▶ [Stated task] Identify every line of the listing that contains the word "leaf", and copy each such line in full. Matching is case-sensitive.

******

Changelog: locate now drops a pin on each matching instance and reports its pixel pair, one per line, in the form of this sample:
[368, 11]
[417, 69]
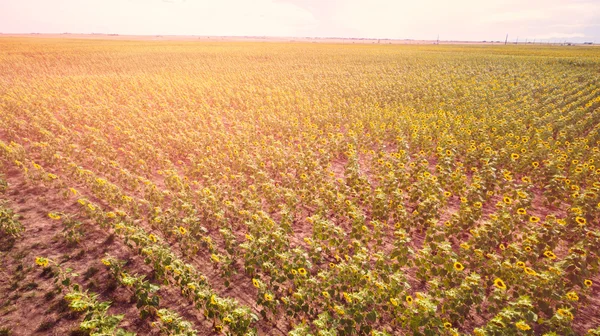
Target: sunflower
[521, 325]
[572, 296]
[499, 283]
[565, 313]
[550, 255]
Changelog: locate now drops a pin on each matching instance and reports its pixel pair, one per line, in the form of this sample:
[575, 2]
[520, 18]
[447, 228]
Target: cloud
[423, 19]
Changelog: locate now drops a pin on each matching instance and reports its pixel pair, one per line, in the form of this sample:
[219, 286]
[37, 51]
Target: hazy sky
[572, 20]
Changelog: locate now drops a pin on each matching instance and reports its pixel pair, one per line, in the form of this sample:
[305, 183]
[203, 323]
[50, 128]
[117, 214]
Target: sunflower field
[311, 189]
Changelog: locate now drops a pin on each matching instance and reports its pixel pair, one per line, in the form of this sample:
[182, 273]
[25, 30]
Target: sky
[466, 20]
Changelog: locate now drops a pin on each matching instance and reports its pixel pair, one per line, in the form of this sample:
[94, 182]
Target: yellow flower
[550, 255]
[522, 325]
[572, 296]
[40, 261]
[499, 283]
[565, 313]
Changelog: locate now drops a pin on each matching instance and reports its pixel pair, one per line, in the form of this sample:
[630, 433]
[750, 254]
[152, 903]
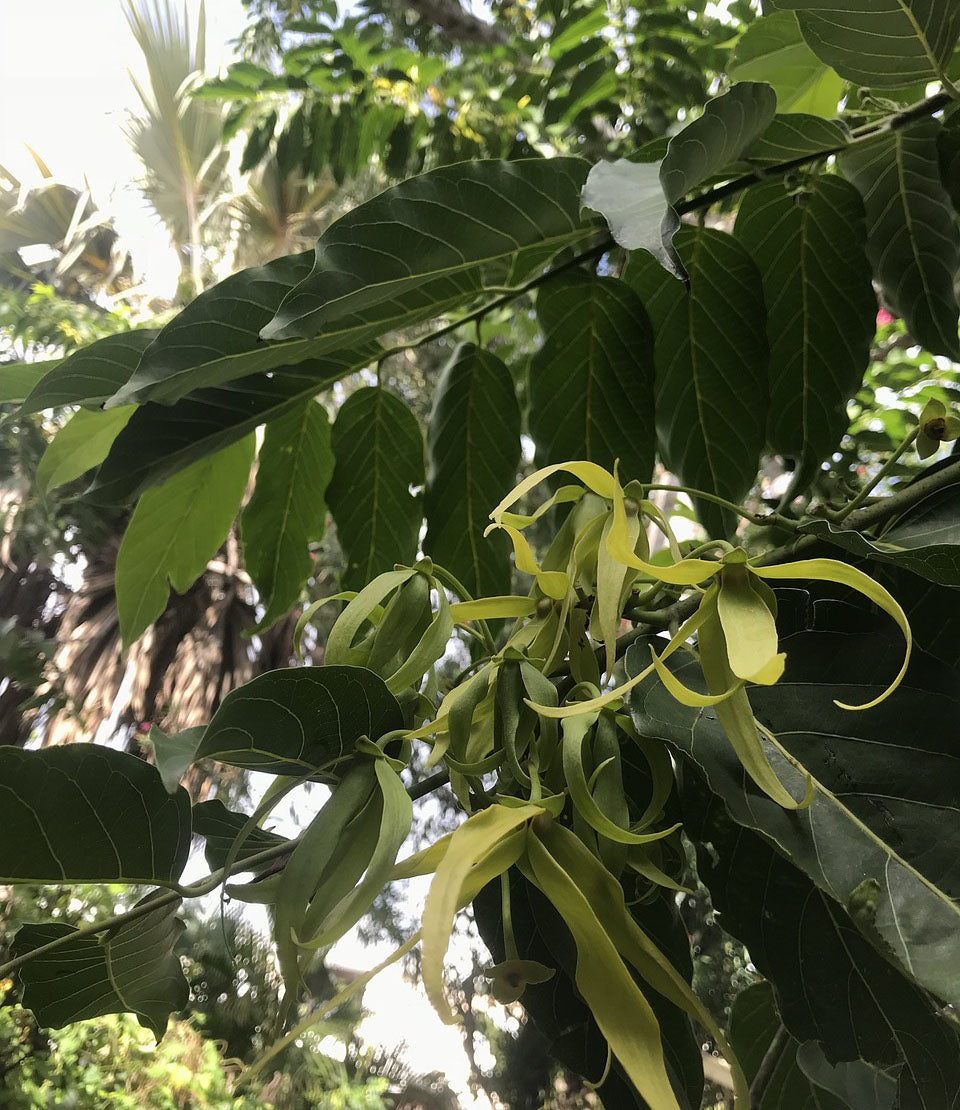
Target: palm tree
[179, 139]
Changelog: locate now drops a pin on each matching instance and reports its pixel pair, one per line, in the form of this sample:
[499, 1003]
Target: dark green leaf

******

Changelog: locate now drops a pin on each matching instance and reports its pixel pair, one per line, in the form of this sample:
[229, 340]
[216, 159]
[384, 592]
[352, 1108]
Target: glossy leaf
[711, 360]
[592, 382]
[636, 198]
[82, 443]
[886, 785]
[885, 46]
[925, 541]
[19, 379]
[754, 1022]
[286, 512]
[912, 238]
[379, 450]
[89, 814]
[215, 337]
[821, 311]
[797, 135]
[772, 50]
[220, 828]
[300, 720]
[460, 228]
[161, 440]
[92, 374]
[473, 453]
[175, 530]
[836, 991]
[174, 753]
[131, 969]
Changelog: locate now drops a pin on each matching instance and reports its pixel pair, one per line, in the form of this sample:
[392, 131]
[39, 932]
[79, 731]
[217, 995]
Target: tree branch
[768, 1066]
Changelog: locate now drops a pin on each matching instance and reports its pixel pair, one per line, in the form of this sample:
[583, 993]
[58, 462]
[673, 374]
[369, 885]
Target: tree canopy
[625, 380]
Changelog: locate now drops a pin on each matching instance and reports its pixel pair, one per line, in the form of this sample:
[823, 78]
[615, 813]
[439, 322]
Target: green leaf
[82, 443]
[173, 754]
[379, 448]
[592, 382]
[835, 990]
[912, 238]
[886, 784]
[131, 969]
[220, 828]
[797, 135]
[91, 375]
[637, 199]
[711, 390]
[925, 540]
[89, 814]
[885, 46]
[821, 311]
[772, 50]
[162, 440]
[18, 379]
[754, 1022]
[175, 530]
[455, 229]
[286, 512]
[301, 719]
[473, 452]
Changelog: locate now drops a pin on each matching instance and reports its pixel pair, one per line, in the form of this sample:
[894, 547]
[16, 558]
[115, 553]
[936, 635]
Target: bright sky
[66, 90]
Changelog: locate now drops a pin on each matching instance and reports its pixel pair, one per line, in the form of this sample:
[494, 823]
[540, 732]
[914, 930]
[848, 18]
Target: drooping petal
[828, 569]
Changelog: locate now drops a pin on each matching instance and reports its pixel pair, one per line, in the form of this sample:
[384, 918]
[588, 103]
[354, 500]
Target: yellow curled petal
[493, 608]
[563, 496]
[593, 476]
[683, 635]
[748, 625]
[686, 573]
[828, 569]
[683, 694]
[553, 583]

******

▶ [Completed task]
Target: dark green leaf
Target: glossy leaf
Target: green leaf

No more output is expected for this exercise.